== About this task ==
Produce an exact copy of the data below.

== Data for the task ==
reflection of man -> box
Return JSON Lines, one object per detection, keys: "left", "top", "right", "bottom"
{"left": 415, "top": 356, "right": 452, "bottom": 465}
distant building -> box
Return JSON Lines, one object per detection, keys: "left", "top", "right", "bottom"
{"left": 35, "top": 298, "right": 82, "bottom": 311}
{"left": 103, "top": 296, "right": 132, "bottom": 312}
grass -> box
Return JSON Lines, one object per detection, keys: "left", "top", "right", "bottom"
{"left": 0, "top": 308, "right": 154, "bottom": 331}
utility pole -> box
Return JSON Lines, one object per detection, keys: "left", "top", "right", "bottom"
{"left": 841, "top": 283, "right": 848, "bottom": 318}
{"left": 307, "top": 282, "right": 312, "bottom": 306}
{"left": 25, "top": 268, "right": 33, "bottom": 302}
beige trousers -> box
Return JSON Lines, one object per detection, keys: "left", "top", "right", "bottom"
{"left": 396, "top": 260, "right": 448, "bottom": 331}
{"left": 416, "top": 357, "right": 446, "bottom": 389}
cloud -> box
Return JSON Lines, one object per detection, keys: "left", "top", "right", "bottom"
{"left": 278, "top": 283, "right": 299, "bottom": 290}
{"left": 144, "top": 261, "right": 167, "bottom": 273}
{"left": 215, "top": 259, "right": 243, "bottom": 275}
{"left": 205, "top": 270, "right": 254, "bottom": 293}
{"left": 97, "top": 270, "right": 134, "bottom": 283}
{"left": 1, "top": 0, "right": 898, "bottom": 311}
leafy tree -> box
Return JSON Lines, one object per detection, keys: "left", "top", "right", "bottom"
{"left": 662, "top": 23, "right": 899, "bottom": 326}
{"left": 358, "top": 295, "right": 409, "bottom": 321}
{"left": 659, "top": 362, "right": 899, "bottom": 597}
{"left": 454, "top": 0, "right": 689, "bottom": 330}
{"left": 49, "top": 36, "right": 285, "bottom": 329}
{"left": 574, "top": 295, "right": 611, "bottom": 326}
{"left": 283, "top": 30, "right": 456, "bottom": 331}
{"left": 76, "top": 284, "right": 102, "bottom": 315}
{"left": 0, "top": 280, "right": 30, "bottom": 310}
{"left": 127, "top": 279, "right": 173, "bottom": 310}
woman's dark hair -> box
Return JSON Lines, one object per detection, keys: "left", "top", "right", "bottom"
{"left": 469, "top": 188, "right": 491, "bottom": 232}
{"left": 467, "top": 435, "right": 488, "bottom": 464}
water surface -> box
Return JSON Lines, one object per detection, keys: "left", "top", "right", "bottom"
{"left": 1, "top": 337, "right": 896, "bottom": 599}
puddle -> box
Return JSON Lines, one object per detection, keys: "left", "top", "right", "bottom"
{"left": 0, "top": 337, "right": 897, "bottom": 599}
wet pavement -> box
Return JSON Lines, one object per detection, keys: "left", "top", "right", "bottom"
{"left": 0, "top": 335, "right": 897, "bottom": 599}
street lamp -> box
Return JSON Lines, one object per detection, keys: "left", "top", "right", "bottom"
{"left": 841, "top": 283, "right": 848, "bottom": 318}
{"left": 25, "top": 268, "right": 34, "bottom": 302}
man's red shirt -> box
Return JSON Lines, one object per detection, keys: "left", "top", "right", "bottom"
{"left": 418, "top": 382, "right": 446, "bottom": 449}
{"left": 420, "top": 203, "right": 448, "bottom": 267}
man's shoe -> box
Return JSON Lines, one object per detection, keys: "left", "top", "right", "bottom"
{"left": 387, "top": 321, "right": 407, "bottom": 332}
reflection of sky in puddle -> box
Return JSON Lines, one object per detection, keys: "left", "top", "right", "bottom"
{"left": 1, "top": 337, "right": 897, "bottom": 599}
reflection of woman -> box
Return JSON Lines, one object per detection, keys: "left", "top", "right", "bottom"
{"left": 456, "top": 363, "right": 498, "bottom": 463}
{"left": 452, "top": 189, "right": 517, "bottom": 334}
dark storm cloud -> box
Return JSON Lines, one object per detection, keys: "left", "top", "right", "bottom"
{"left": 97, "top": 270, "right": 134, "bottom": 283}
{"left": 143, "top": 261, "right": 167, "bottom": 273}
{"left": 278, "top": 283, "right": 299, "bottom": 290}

== Output for this task ==
reflection of man -> box
Return JSON Lines, one object per detection, keys: "left", "top", "right", "bottom"
{"left": 415, "top": 356, "right": 452, "bottom": 465}
distant building -> box
Return JSON Lines, one object per detection, keys: "left", "top", "right", "bottom"
{"left": 35, "top": 298, "right": 82, "bottom": 311}
{"left": 103, "top": 296, "right": 132, "bottom": 312}
grass -> box
Return JSON Lines, one object per detection, keys: "left", "top", "right", "bottom"
{"left": 0, "top": 308, "right": 154, "bottom": 331}
utility pole -> box
Return JSON Lines, one object per detection, keys: "left", "top", "right", "bottom"
{"left": 841, "top": 283, "right": 848, "bottom": 318}
{"left": 307, "top": 282, "right": 312, "bottom": 306}
{"left": 25, "top": 268, "right": 33, "bottom": 302}
beige trousers -> box
Return JSON Lines, one object per detection, keys: "left", "top", "right", "bottom"
{"left": 396, "top": 260, "right": 448, "bottom": 331}
{"left": 416, "top": 357, "right": 446, "bottom": 389}
cloud -> box
Return JSON Lines, one object per detection, keys: "left", "top", "right", "bottom"
{"left": 278, "top": 283, "right": 299, "bottom": 290}
{"left": 144, "top": 261, "right": 167, "bottom": 273}
{"left": 215, "top": 259, "right": 243, "bottom": 275}
{"left": 205, "top": 270, "right": 254, "bottom": 293}
{"left": 97, "top": 270, "right": 134, "bottom": 283}
{"left": 1, "top": 0, "right": 898, "bottom": 311}
leafy tree -> box
Return JSON Lines, one object per detection, keys: "left", "top", "right", "bottom"
{"left": 662, "top": 23, "right": 899, "bottom": 326}
{"left": 358, "top": 295, "right": 409, "bottom": 321}
{"left": 659, "top": 362, "right": 899, "bottom": 597}
{"left": 454, "top": 0, "right": 689, "bottom": 330}
{"left": 49, "top": 36, "right": 285, "bottom": 329}
{"left": 574, "top": 295, "right": 611, "bottom": 326}
{"left": 283, "top": 30, "right": 456, "bottom": 331}
{"left": 76, "top": 284, "right": 102, "bottom": 315}
{"left": 0, "top": 280, "right": 30, "bottom": 310}
{"left": 127, "top": 279, "right": 173, "bottom": 310}
woman's dark hair -> box
Return JSON Lines, one object per detection, keys: "left", "top", "right", "bottom"
{"left": 469, "top": 188, "right": 491, "bottom": 232}
{"left": 467, "top": 435, "right": 488, "bottom": 464}
water surface -> box
Return JSON Lines, one object per detection, keys: "left", "top", "right", "bottom"
{"left": 1, "top": 337, "right": 896, "bottom": 599}
puddle -> box
Return JSON Lines, one object per detection, keys: "left", "top", "right", "bottom"
{"left": 0, "top": 337, "right": 897, "bottom": 599}
wet pavement -> box
Return JSON Lines, one object per detection, keys: "left", "top", "right", "bottom"
{"left": 0, "top": 335, "right": 897, "bottom": 599}
street lamp -> box
Return JSON Lines, one object per detection, keys: "left", "top", "right", "bottom"
{"left": 841, "top": 283, "right": 848, "bottom": 318}
{"left": 25, "top": 268, "right": 34, "bottom": 302}
man's red shirt -> box
Return JSON Lines, one object per detection, keys: "left", "top", "right", "bottom"
{"left": 418, "top": 382, "right": 446, "bottom": 449}
{"left": 420, "top": 203, "right": 448, "bottom": 267}
man's shoe -> box
Return JSON Lines, one object per detection, keys: "left", "top", "right", "bottom"
{"left": 387, "top": 321, "right": 407, "bottom": 332}
reflection of sky in puddle -> box
Return JSON Lines, one object per detection, keys: "left", "top", "right", "bottom"
{"left": 1, "top": 337, "right": 897, "bottom": 599}
reflection of woman -> box
Return JSON Lines, one object per detection, keys: "left", "top", "right", "bottom"
{"left": 456, "top": 363, "right": 498, "bottom": 463}
{"left": 452, "top": 189, "right": 517, "bottom": 334}
dark storm cloud -> box
Return JSON Lines, one object per detection, keys: "left", "top", "right", "bottom"
{"left": 97, "top": 270, "right": 134, "bottom": 283}
{"left": 143, "top": 261, "right": 167, "bottom": 273}
{"left": 278, "top": 283, "right": 299, "bottom": 290}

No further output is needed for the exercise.